Set task>
Output, please, every line from the line that holds "[point] mossy tree" to the end, exactly as written.

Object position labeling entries

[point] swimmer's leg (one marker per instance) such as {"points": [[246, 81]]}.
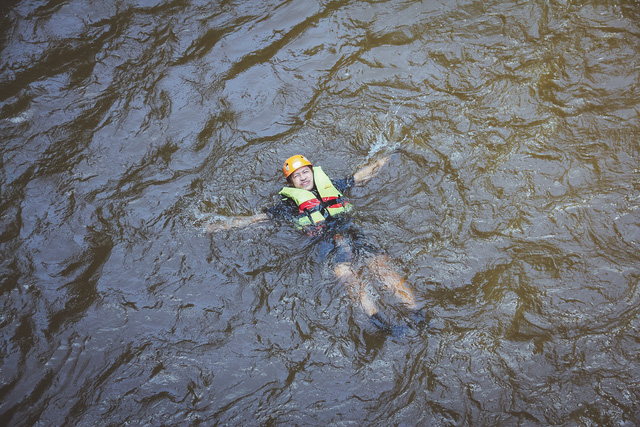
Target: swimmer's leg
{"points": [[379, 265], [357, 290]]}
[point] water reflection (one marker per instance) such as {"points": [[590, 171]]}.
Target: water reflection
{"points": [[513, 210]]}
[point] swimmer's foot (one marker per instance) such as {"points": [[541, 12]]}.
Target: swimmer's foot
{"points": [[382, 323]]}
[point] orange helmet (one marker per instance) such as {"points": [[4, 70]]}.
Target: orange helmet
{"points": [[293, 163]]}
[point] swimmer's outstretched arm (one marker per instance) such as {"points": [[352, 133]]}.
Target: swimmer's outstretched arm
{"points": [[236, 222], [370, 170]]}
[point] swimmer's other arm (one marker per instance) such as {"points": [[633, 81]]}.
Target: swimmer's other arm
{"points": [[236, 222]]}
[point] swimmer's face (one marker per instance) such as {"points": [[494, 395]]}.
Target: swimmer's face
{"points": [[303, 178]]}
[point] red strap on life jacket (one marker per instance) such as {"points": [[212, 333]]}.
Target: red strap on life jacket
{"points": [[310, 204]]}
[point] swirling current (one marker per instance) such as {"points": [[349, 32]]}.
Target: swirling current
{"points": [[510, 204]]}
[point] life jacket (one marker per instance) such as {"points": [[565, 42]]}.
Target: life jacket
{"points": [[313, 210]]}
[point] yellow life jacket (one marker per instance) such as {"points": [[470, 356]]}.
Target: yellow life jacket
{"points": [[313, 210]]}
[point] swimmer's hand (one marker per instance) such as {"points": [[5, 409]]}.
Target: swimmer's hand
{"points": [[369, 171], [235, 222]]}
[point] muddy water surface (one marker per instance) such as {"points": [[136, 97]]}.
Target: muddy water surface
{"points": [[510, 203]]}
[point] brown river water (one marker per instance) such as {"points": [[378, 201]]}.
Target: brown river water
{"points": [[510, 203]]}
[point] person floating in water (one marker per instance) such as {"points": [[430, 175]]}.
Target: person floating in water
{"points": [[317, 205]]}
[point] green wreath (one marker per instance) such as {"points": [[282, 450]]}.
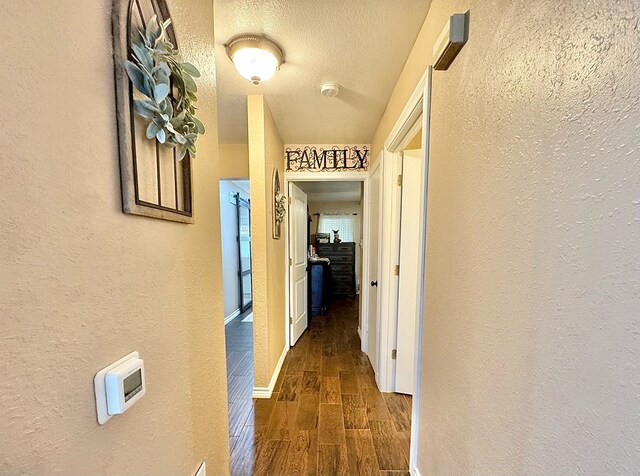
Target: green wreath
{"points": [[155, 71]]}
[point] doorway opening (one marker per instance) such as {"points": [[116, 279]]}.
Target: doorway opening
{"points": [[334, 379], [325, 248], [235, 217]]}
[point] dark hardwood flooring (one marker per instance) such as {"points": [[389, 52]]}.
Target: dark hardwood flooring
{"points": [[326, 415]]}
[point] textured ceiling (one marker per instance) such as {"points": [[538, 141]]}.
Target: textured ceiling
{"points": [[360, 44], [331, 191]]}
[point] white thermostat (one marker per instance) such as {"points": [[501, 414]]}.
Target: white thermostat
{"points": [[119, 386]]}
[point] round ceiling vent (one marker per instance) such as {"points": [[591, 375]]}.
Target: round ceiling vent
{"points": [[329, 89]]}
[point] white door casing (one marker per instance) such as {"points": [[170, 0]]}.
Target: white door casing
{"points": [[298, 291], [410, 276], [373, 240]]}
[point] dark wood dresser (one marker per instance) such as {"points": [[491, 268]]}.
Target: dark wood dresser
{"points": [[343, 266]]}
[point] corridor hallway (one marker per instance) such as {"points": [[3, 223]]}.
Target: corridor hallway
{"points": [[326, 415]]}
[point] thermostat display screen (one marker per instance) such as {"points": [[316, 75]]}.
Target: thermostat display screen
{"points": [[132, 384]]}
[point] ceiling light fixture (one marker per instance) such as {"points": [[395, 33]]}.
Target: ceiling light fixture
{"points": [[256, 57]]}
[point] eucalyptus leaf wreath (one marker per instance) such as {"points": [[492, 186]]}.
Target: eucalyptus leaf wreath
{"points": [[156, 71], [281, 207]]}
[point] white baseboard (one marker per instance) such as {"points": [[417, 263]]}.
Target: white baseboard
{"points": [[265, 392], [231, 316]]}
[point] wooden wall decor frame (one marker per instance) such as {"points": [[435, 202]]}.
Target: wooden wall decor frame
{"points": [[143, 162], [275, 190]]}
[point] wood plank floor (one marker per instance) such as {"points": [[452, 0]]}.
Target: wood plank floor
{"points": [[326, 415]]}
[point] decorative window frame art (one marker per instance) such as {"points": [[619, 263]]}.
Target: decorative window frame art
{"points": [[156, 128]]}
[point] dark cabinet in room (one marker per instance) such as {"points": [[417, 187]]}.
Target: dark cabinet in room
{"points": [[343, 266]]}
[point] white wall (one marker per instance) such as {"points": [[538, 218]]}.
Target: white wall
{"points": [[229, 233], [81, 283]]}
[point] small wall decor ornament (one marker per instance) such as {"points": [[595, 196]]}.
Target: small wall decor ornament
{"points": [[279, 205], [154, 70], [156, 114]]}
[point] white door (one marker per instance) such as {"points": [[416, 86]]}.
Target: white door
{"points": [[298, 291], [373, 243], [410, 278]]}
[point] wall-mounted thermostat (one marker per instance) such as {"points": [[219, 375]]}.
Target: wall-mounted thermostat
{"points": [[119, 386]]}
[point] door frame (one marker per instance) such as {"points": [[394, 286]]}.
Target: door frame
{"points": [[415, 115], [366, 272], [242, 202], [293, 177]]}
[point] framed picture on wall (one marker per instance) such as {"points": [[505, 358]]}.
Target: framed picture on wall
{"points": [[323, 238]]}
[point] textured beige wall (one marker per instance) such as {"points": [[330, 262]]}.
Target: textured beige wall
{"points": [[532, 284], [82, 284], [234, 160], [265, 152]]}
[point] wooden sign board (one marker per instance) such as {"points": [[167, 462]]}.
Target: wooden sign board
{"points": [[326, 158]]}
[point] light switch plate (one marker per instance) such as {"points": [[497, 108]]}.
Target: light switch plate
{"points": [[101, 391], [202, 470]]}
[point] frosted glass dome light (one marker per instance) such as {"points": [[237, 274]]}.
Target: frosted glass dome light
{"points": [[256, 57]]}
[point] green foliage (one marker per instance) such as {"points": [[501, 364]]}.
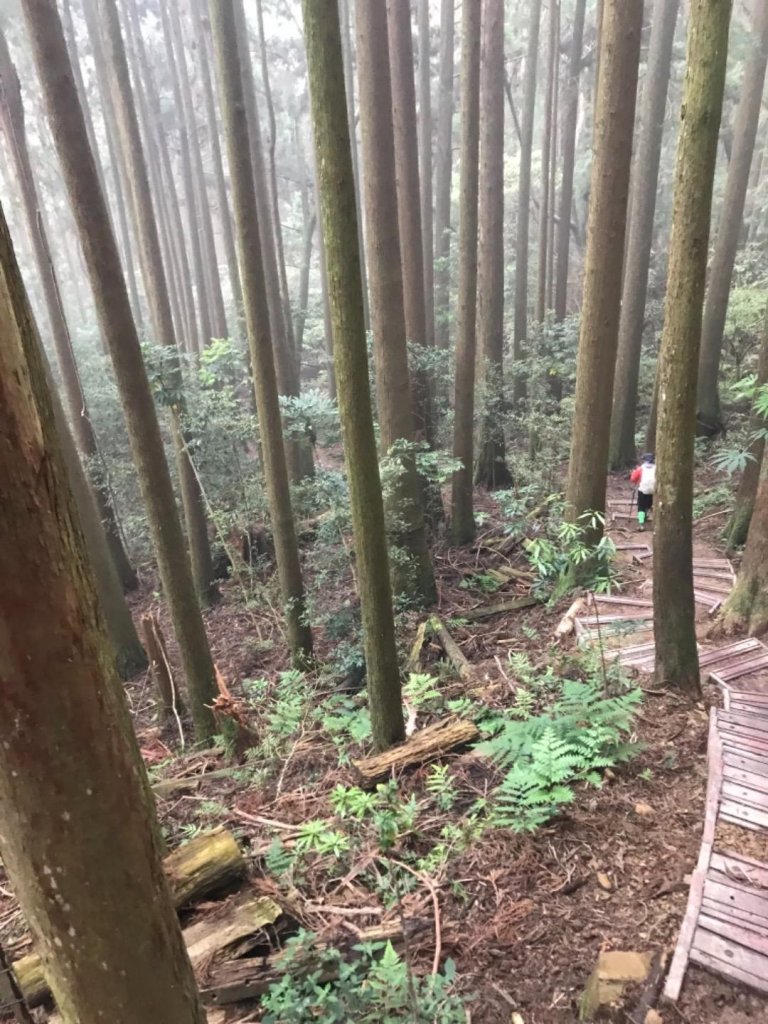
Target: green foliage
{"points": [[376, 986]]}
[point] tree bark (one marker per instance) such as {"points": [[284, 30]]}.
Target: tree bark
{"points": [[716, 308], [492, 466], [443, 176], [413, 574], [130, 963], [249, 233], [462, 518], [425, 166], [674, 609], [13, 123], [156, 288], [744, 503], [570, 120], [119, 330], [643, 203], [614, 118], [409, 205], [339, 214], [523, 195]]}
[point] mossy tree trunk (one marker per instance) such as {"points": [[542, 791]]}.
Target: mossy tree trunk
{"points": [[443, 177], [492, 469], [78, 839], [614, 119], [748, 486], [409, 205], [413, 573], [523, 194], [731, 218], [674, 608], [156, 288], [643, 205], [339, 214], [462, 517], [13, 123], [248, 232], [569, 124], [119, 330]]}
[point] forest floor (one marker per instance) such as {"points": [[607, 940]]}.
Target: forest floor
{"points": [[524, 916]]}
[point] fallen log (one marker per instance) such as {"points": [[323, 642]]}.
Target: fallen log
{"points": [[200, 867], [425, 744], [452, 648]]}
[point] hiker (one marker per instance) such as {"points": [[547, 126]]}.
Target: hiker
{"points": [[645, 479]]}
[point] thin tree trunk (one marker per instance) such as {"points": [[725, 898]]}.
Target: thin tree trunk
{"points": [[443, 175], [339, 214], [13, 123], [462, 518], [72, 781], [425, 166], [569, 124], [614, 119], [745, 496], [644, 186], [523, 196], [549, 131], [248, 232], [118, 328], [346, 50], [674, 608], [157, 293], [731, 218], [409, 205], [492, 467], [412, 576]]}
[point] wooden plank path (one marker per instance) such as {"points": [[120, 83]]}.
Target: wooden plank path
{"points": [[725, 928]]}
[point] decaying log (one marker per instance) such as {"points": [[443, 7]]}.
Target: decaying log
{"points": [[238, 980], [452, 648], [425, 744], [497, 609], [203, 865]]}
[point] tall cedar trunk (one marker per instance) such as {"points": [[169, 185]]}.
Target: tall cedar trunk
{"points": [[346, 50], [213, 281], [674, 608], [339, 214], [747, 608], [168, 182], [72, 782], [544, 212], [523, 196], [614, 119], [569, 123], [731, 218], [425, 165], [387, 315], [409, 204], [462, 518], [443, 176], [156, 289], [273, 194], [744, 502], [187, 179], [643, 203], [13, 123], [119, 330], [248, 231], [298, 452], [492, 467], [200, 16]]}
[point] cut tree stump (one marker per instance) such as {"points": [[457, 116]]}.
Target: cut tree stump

Completed exercise>
[point] mossy tree trunk (one marker per instance) such as {"points": [[542, 791]]}.
Target: mossy tree trunk
{"points": [[443, 177], [492, 469], [78, 839], [614, 119], [748, 486], [409, 205], [413, 573], [523, 194], [731, 218], [674, 608], [156, 288], [643, 205], [339, 214], [462, 517], [13, 123], [248, 232], [569, 124], [119, 330]]}
[point] forest floor (one marker per instance) such as {"points": [[607, 940]]}.
Target: forest floor
{"points": [[524, 916]]}
[point] fallen log (one marker per instance) such as {"points": [[323, 642]]}.
Target: fallen log
{"points": [[200, 867], [425, 744], [452, 648]]}
[point] hiker (one marker per instance) such as {"points": [[547, 126]]}.
Target: hiker
{"points": [[645, 479]]}
[point] thin tree trunk (one marker per instance) such as {"points": [[725, 898]]}.
Target: thin tree trunk
{"points": [[443, 175], [339, 214], [13, 123], [462, 518], [72, 781], [425, 166], [569, 124], [614, 119], [745, 496], [644, 186], [523, 196], [549, 131], [248, 232], [118, 328], [346, 50], [674, 608], [157, 293], [731, 218], [409, 205], [492, 467], [412, 576]]}
[point] wooden plank path (one marker per instance) such as {"points": [[120, 83]]}.
Target: wooden plank path
{"points": [[725, 928]]}
[point] decaying log (one marker per instance) such as {"points": [[443, 7]]}.
Target: decaying log
{"points": [[238, 980], [452, 648], [425, 744], [497, 609], [203, 865]]}
[point] tall cedar trunk (one marker per instance) such as {"points": [[169, 185]]}.
Target: tall cedar trunk
{"points": [[346, 50], [213, 281], [674, 608], [339, 214], [747, 608], [168, 182], [72, 782], [544, 212], [523, 196], [614, 119], [569, 123], [731, 218], [425, 165], [387, 315], [409, 204], [462, 518], [443, 176], [156, 289], [273, 194], [744, 502], [187, 179], [643, 203], [13, 123], [119, 330], [248, 231], [298, 452], [492, 467], [200, 16]]}
[point] cut tree stump (one marker per instance) such as {"points": [[457, 116]]}.
Target: cut tree stump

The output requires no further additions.